## Exercise
Please repeat the rows word for word, beginning at the line that has "Can you find the tall" and stopping after the line that has "[[291, 789]]".

************

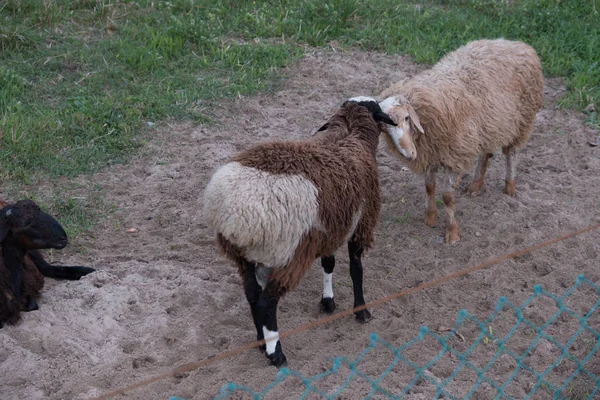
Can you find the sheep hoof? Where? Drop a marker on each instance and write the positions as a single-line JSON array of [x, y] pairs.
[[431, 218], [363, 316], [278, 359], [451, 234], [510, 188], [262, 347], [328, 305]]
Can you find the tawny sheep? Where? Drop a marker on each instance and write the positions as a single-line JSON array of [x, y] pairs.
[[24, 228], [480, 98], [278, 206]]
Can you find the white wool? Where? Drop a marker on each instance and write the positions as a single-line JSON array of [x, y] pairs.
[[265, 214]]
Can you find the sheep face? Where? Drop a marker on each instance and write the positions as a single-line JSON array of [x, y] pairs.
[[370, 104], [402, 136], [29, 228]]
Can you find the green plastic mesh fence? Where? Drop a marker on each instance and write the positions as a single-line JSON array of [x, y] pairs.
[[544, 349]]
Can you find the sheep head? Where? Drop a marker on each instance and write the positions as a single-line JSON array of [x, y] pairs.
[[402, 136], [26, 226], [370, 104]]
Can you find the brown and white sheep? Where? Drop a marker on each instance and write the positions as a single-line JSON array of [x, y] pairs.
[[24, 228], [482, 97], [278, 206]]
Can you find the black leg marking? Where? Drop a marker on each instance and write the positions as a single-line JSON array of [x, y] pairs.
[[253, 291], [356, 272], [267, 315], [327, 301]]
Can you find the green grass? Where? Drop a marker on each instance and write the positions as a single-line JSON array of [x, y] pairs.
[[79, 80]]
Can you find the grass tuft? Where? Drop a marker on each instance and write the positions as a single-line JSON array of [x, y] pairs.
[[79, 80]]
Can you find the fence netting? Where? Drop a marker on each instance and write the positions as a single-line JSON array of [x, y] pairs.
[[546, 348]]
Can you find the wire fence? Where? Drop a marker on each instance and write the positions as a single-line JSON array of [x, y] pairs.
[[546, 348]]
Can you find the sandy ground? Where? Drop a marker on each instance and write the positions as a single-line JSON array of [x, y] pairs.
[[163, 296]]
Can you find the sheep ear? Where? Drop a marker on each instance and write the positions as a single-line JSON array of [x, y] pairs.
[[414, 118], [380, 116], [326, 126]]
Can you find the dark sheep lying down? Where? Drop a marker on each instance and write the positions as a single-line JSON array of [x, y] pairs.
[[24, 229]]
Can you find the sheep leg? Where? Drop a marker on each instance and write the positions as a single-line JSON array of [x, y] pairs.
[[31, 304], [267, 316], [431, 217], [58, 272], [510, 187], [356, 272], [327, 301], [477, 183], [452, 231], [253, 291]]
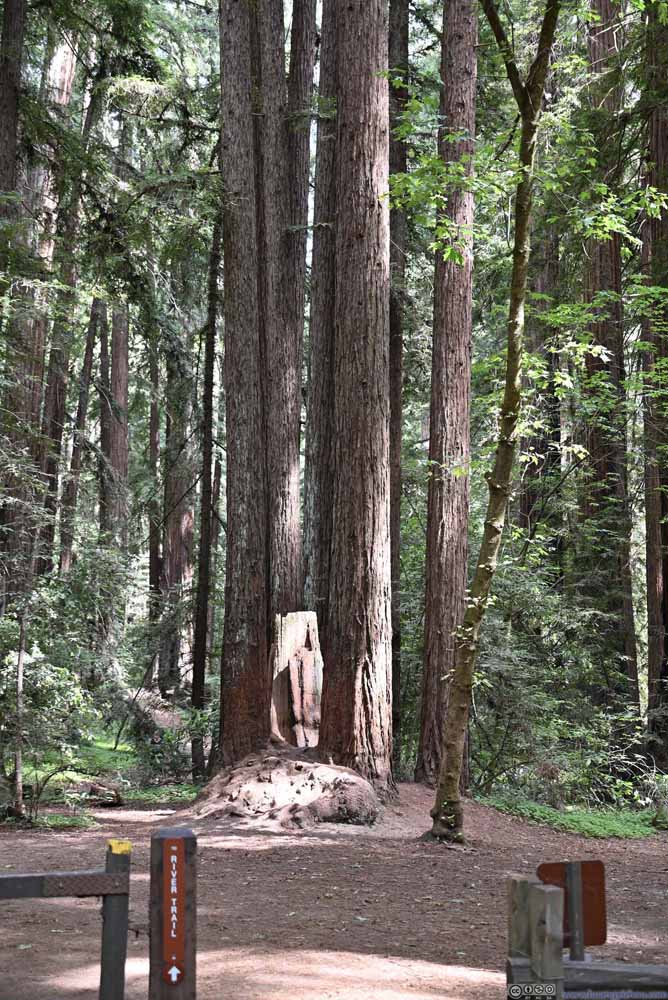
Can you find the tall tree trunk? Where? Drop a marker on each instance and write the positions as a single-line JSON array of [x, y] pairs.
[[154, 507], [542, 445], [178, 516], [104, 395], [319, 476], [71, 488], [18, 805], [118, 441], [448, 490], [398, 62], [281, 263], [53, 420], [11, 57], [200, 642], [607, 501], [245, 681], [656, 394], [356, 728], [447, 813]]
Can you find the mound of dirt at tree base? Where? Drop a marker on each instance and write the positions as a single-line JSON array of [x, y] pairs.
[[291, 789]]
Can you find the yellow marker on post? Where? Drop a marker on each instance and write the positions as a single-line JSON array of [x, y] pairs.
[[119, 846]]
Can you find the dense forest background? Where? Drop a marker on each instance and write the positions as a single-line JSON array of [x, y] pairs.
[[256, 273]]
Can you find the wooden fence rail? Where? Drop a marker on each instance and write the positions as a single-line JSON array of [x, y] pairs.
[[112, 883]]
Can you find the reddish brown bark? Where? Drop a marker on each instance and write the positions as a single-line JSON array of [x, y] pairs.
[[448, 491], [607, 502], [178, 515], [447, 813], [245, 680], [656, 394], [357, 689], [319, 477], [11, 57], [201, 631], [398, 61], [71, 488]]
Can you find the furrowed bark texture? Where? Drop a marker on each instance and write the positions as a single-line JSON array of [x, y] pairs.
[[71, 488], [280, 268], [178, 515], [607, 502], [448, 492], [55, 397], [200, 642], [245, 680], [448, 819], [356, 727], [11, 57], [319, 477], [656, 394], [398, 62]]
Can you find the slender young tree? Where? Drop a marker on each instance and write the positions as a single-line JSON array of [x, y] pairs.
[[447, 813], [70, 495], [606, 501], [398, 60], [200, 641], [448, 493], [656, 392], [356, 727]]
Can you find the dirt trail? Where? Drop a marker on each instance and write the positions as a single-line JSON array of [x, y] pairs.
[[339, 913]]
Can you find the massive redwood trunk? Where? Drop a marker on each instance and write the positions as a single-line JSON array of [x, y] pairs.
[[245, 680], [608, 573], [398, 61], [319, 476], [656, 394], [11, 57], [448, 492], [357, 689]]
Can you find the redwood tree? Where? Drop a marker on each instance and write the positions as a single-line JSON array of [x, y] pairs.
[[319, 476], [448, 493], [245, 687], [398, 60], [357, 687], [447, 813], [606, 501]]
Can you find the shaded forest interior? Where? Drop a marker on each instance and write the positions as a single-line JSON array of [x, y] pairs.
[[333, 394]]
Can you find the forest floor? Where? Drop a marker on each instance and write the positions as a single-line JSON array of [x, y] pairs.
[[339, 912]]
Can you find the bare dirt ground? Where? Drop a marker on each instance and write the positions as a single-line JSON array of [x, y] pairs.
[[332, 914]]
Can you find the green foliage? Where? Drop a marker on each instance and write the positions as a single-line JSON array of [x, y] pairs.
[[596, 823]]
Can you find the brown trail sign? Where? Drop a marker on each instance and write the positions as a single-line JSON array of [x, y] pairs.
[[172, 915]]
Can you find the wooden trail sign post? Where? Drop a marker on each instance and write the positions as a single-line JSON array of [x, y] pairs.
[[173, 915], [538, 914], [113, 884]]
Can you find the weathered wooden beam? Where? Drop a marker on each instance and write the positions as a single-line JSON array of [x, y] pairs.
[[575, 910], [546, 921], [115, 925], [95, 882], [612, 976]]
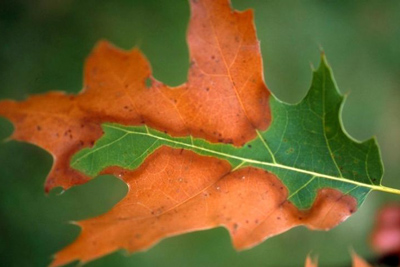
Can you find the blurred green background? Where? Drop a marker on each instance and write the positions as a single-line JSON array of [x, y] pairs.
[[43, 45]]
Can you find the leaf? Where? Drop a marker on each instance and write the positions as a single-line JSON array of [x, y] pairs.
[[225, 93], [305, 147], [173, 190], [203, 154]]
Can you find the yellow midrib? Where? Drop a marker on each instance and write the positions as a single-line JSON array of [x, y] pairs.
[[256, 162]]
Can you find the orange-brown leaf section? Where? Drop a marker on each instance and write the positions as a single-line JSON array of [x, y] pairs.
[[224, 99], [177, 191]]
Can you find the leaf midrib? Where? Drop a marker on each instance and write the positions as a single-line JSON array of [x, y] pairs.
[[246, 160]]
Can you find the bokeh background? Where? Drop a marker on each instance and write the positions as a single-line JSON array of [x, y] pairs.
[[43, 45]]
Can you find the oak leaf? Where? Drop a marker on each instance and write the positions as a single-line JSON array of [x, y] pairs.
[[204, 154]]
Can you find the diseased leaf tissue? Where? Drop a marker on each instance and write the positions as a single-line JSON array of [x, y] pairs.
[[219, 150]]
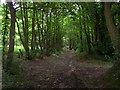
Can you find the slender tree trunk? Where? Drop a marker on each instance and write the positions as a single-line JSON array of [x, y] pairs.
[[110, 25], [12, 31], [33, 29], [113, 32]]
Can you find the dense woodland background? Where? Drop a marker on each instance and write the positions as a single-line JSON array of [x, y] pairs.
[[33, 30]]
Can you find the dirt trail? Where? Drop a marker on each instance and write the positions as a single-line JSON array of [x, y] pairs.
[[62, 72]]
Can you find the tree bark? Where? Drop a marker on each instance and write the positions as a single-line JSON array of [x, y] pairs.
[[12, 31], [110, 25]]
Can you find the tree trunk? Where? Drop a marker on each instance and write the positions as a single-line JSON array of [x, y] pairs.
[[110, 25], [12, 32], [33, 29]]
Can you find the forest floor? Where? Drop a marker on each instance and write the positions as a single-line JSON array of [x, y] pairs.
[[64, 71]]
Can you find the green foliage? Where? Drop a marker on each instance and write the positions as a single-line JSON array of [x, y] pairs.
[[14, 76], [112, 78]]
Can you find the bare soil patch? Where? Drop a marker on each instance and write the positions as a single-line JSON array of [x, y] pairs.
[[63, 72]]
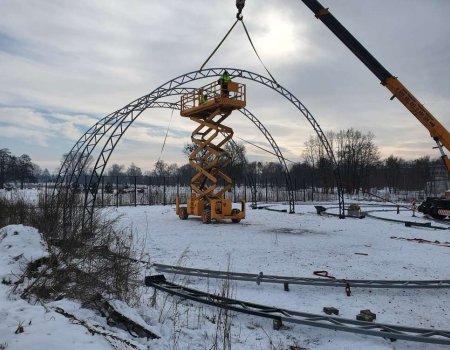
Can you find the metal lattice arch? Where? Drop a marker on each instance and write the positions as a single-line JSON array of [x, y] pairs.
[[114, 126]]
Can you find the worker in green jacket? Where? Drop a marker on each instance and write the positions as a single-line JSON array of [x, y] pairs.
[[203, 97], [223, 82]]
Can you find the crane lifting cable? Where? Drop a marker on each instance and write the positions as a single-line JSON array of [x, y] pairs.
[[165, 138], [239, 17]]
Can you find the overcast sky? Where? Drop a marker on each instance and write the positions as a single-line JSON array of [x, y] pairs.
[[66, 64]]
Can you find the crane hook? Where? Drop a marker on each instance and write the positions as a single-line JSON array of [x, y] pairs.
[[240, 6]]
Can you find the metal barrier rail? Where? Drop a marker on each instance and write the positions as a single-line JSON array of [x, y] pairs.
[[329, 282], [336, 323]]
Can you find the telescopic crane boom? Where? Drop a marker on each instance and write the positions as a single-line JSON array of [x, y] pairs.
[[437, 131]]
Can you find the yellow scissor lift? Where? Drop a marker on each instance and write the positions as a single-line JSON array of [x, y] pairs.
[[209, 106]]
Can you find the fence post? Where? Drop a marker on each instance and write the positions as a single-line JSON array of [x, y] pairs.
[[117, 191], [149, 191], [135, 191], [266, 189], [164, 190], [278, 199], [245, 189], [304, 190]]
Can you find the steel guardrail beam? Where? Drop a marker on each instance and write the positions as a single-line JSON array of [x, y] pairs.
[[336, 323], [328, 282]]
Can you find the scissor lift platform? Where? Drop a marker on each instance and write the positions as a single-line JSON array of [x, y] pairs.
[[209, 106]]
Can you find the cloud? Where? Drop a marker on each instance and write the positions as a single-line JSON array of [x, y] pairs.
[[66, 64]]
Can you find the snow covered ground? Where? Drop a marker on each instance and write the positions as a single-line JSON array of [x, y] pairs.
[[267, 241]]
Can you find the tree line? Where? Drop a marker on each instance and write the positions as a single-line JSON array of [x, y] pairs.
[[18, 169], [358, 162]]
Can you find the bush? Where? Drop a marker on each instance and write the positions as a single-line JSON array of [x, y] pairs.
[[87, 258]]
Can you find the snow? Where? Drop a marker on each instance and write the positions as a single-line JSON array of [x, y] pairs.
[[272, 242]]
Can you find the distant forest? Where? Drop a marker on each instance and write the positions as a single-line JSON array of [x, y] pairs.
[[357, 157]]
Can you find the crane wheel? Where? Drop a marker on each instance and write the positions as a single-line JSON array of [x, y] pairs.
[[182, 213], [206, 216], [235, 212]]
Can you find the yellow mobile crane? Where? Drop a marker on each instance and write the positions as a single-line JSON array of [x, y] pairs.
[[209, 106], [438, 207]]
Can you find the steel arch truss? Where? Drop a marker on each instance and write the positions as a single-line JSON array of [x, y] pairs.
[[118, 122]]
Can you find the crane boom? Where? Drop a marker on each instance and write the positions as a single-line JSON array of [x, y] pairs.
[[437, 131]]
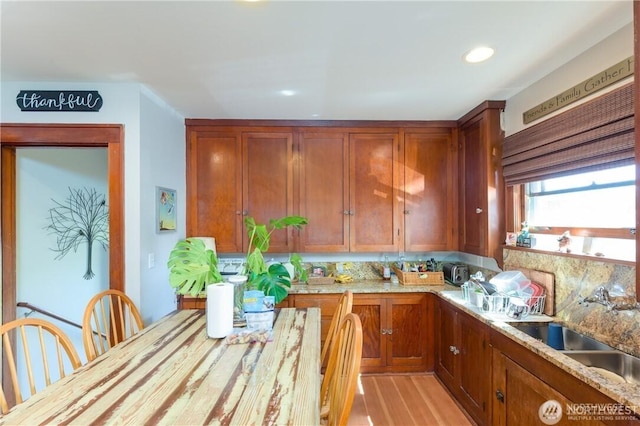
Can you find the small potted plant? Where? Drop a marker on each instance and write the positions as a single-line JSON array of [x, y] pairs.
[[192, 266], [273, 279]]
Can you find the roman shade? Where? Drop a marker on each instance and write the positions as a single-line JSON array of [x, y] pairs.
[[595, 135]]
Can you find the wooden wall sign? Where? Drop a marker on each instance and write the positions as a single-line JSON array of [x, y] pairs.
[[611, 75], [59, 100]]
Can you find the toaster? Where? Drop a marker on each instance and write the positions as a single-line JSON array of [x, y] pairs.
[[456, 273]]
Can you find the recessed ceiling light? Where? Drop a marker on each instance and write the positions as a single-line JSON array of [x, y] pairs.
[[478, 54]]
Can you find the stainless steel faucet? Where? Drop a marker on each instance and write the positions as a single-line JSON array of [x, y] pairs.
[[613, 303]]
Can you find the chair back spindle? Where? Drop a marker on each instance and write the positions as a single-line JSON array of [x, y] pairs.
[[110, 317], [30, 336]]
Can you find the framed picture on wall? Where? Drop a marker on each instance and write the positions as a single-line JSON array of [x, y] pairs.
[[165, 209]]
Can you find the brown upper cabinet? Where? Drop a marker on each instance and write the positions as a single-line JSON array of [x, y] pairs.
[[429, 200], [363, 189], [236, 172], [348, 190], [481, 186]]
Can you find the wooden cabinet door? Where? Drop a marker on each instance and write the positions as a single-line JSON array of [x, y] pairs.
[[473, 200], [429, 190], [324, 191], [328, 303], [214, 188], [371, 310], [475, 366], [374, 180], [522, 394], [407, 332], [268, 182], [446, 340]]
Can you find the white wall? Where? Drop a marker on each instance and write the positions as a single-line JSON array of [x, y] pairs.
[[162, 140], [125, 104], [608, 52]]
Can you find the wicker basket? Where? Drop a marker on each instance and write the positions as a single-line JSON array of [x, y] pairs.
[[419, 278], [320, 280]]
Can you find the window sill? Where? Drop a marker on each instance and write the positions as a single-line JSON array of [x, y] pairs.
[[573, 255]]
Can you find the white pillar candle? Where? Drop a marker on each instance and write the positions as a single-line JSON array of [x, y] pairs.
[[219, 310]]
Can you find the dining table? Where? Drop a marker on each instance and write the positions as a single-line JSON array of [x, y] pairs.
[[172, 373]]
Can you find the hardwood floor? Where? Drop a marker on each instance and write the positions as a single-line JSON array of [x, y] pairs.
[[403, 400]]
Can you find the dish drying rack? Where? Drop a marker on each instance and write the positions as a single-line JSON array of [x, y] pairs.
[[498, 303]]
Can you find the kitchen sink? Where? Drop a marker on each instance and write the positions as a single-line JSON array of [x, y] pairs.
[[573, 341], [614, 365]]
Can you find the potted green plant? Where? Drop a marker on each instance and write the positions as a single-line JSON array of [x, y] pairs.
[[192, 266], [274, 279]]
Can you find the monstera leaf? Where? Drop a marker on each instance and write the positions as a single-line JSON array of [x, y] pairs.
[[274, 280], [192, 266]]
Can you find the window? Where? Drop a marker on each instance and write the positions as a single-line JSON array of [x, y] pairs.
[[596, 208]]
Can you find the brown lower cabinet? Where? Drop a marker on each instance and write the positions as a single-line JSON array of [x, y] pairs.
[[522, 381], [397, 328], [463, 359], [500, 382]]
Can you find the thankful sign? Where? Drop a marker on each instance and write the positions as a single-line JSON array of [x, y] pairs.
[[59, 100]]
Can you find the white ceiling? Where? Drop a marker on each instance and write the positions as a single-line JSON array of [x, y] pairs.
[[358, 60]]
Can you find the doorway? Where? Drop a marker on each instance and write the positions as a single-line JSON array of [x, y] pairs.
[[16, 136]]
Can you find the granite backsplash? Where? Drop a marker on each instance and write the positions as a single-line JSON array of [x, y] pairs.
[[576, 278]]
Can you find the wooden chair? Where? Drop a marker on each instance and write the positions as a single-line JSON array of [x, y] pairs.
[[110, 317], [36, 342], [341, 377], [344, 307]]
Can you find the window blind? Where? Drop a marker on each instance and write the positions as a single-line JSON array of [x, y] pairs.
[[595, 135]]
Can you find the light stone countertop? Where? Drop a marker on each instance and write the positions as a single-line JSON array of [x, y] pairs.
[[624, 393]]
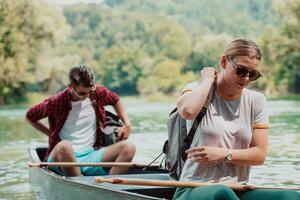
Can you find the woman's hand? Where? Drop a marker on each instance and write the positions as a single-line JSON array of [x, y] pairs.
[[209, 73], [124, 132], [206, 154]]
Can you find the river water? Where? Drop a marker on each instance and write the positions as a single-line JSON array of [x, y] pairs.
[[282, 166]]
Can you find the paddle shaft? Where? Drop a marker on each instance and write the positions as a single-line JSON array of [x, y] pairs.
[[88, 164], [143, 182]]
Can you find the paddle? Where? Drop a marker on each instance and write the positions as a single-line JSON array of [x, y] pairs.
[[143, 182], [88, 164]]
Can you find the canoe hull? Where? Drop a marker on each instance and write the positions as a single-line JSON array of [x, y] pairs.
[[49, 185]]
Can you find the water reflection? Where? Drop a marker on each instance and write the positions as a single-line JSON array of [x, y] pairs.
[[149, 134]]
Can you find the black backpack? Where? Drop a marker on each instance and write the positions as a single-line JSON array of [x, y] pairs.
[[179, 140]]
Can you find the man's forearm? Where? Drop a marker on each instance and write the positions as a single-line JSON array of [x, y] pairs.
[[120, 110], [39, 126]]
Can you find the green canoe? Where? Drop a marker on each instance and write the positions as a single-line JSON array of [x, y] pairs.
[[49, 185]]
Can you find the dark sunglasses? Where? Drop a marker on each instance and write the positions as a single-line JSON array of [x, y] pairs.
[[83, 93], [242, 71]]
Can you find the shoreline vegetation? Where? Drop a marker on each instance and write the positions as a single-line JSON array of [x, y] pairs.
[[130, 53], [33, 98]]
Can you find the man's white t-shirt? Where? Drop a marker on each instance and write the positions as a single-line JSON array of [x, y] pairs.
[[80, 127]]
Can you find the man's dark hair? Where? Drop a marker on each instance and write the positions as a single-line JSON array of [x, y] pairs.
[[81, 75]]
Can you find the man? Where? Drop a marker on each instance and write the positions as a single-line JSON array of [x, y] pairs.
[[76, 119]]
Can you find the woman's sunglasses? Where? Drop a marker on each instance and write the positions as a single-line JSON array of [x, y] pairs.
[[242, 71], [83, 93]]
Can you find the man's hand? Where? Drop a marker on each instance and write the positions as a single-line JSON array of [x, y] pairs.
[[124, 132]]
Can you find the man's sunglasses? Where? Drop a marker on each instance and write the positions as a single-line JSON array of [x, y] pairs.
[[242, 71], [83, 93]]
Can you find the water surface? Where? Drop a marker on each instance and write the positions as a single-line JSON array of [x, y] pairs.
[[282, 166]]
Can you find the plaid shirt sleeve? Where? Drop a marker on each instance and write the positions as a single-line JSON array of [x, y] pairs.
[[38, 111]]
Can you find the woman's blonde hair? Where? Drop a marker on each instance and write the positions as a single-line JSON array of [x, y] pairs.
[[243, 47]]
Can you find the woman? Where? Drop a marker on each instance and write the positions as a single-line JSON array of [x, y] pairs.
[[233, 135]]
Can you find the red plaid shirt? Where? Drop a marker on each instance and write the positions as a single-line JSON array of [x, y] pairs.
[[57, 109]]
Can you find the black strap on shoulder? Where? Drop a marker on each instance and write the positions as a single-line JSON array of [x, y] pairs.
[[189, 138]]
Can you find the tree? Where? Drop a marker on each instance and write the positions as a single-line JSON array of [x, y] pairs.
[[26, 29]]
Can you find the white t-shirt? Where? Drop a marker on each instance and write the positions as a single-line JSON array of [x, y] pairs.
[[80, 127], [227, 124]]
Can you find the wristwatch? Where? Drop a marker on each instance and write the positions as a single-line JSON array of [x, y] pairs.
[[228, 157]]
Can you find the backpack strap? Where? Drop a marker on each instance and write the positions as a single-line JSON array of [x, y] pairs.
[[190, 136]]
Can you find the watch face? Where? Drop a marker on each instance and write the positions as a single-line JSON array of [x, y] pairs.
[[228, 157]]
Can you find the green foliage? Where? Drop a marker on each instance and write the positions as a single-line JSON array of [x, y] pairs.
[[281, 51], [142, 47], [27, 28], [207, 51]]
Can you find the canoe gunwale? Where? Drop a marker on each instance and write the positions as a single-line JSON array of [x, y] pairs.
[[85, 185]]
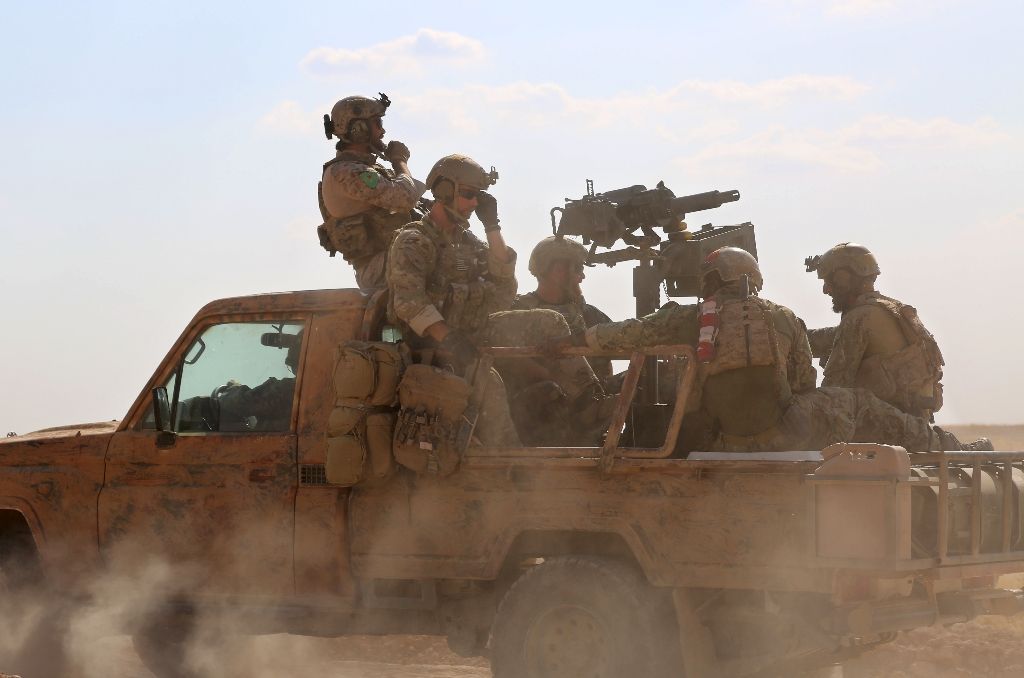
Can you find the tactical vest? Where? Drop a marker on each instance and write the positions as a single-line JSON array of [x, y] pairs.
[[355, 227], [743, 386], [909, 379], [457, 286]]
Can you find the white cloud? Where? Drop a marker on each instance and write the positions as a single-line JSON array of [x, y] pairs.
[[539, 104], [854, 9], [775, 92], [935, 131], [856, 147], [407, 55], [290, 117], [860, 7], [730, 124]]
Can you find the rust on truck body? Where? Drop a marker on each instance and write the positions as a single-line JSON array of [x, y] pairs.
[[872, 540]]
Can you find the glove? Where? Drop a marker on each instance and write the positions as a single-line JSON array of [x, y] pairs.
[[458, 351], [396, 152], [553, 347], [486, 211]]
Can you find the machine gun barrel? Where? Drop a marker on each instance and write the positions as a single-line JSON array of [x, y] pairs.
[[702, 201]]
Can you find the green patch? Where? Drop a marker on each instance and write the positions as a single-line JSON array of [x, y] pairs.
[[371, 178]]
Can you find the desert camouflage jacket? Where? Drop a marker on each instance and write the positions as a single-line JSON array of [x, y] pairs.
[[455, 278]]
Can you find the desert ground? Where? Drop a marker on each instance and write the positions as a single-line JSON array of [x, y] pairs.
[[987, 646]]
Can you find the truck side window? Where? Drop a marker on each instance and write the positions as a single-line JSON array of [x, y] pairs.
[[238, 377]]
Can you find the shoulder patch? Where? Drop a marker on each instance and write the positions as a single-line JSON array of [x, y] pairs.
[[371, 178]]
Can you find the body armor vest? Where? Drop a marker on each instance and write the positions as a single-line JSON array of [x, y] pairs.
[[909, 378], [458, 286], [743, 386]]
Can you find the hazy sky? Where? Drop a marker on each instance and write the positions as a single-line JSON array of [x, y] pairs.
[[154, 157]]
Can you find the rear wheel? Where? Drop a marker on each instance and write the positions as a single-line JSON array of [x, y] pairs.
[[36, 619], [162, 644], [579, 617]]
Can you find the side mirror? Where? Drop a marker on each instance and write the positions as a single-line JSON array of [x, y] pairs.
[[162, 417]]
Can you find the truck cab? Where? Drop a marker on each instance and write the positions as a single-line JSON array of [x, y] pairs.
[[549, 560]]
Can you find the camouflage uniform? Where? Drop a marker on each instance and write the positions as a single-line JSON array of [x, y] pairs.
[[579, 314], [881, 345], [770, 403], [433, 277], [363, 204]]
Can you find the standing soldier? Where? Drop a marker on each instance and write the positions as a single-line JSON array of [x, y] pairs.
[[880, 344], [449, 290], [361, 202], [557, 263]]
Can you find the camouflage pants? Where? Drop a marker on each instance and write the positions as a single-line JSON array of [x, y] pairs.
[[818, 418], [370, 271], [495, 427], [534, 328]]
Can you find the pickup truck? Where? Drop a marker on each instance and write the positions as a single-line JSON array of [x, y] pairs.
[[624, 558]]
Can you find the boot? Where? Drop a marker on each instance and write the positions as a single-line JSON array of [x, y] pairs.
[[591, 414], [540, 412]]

************

## Response to the exercise
Can you find the tall tree trunk? Where? Drop a marker on each instance and write the positions as a single-line JSON array of [x, y] pairs.
[[154, 507], [542, 445], [178, 516], [104, 395], [319, 476], [71, 488], [18, 805], [118, 441], [448, 490], [398, 62], [281, 263], [53, 420], [11, 57], [200, 642], [607, 501], [245, 681], [656, 394], [356, 728], [447, 813]]
Can you find the mound of dirt at tree base? Where? Drop a marker on each instance and write the positions as a single-line JSON array of [x, y] pairs.
[[291, 789]]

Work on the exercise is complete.